▶ _YOUR INSTRUCTIONS_:
In the records below, put the lines between the line holding "point_to(query) locates a point on each instance of the red fire" and the line holding "(1149, 763)", inclusive, into a numbered list. Leave out any blank lines.

Some records
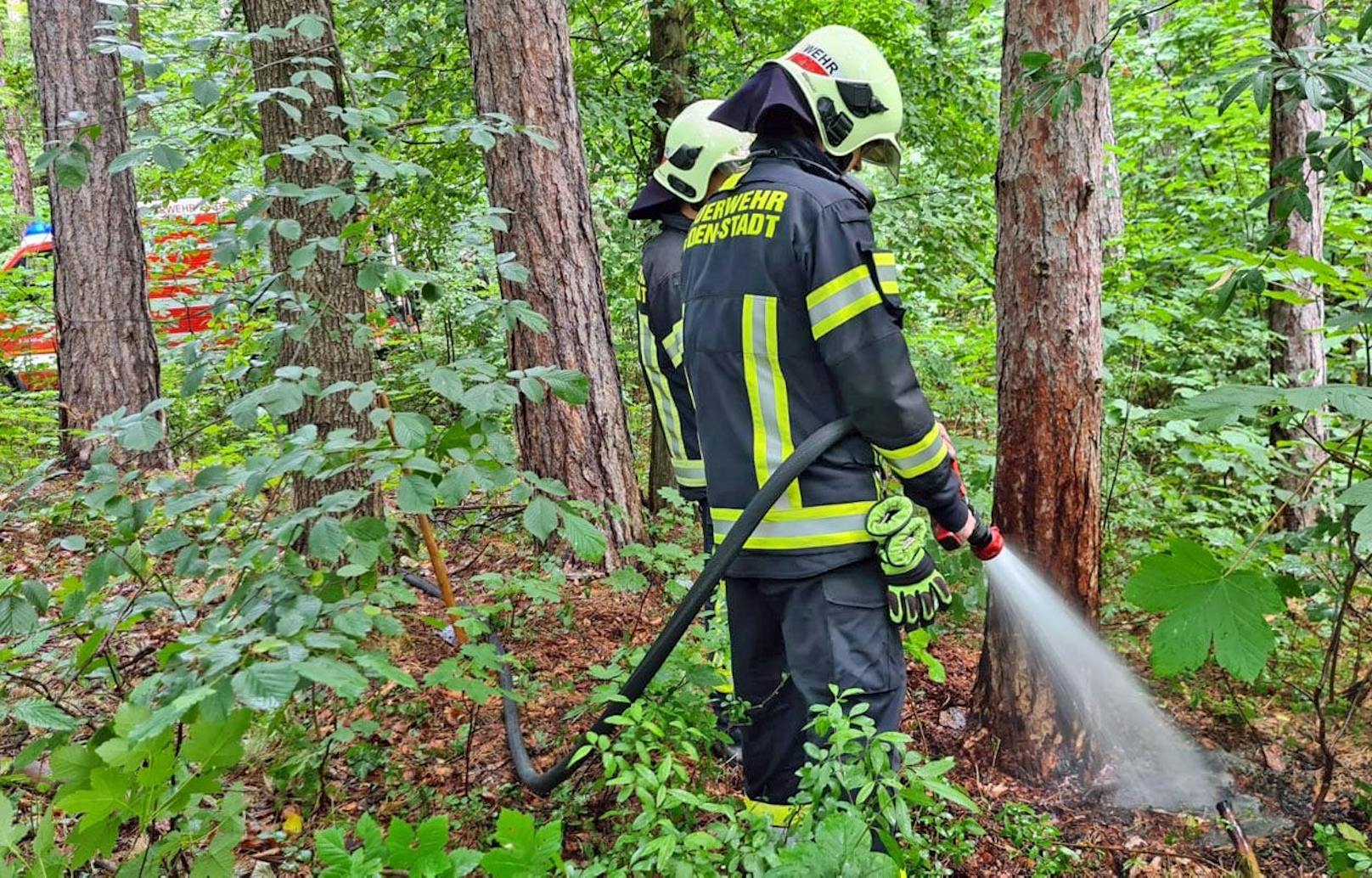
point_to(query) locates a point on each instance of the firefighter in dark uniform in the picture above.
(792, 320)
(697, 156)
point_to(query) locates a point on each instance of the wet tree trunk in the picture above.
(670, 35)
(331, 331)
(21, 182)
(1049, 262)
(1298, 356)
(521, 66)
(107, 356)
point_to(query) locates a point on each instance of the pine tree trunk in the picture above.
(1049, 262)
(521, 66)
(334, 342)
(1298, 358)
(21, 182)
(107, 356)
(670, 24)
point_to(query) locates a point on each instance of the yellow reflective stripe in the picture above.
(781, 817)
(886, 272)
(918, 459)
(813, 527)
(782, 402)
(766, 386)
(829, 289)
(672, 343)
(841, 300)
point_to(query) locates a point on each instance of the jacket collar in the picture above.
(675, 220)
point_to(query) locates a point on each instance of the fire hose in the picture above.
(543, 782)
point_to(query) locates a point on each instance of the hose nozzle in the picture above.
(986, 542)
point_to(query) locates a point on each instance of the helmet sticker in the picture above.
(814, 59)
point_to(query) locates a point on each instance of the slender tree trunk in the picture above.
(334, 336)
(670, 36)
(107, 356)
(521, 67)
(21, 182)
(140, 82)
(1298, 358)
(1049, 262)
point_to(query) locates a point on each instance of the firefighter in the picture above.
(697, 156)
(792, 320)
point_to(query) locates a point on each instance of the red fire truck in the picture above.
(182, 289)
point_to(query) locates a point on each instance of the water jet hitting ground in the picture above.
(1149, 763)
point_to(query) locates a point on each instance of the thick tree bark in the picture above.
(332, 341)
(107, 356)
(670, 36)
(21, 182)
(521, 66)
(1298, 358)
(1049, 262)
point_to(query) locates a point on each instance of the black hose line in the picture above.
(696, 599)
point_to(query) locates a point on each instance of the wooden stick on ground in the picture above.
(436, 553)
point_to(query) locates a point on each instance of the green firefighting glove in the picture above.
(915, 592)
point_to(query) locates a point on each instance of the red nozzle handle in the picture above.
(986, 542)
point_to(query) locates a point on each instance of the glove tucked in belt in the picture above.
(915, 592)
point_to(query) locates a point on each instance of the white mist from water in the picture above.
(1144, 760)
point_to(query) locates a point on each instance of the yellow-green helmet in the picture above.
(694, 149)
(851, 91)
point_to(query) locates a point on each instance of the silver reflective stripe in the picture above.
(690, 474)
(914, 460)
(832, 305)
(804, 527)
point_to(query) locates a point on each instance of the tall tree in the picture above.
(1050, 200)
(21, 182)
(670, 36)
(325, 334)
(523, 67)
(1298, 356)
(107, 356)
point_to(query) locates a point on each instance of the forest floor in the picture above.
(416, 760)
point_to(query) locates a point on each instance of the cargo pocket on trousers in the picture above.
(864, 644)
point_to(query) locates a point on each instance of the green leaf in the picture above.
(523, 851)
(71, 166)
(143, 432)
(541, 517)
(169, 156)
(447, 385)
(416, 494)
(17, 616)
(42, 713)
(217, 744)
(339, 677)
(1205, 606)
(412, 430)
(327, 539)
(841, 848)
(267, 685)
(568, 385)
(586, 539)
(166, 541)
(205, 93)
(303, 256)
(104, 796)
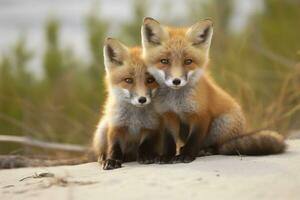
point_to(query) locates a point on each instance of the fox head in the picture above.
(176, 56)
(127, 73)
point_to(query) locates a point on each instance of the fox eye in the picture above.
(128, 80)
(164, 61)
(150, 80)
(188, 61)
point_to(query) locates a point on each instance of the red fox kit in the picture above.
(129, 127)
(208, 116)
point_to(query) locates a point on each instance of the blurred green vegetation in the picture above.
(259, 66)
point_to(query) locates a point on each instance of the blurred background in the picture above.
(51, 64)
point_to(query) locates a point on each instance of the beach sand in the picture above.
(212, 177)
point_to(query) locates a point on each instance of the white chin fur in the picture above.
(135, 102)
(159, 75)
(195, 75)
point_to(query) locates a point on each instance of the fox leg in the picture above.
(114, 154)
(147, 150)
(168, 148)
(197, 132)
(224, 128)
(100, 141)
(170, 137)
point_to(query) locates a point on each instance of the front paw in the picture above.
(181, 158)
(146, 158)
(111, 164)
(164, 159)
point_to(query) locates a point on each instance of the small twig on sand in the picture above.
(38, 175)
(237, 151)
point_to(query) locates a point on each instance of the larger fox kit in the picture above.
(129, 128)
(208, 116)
...
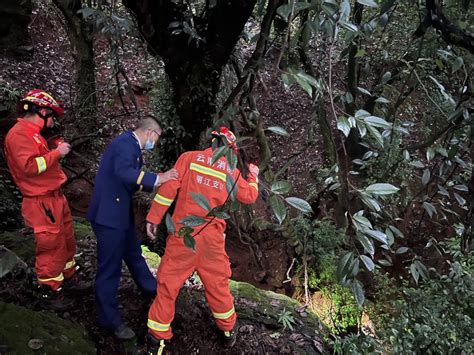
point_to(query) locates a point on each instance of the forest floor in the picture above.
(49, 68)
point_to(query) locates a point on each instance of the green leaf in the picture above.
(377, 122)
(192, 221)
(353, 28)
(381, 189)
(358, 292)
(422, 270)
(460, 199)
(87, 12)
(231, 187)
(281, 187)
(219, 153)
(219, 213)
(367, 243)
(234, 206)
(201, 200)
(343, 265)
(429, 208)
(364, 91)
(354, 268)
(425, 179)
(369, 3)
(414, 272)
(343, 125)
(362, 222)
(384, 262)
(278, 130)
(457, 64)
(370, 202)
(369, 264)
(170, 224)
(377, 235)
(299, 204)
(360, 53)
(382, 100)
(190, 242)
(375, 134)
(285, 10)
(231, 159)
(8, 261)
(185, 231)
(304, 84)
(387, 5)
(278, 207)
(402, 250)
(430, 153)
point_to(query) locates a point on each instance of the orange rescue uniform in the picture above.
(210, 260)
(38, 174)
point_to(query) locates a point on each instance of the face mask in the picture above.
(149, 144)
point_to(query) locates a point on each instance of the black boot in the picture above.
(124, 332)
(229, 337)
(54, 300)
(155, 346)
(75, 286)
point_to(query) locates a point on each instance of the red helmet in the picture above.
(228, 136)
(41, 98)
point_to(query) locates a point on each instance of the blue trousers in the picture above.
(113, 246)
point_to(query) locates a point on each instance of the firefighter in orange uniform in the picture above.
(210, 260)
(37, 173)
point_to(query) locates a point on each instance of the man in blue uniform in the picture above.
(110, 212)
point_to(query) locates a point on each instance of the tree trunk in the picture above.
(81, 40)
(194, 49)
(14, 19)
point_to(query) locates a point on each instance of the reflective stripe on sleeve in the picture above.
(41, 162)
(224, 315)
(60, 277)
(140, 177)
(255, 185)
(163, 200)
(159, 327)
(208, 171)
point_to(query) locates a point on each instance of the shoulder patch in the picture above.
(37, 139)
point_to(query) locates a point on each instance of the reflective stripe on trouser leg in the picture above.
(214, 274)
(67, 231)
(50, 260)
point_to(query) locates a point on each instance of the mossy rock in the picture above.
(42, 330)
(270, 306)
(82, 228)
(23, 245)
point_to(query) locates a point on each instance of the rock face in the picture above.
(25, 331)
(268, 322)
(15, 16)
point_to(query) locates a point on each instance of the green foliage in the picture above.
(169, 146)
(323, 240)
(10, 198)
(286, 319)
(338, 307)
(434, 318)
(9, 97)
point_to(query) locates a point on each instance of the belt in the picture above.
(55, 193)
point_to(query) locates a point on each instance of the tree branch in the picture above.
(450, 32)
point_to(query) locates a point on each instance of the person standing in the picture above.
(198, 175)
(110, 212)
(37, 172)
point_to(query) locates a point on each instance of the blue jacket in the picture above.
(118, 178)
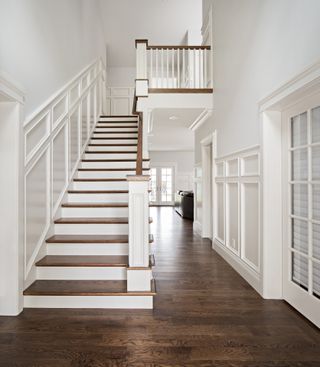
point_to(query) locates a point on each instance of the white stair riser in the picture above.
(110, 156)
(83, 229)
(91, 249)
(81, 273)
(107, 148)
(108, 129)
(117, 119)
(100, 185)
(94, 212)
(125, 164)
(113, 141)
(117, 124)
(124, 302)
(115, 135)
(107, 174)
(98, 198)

▶ _THE RESPONSE_:
1. point_to(query) locates a point on each instance of the red fire truck in the picture above.
2. (182, 289)
3. point_to(query) locates a point on each instance of the water jet hitting ground in the picture above.
4. (1149, 763)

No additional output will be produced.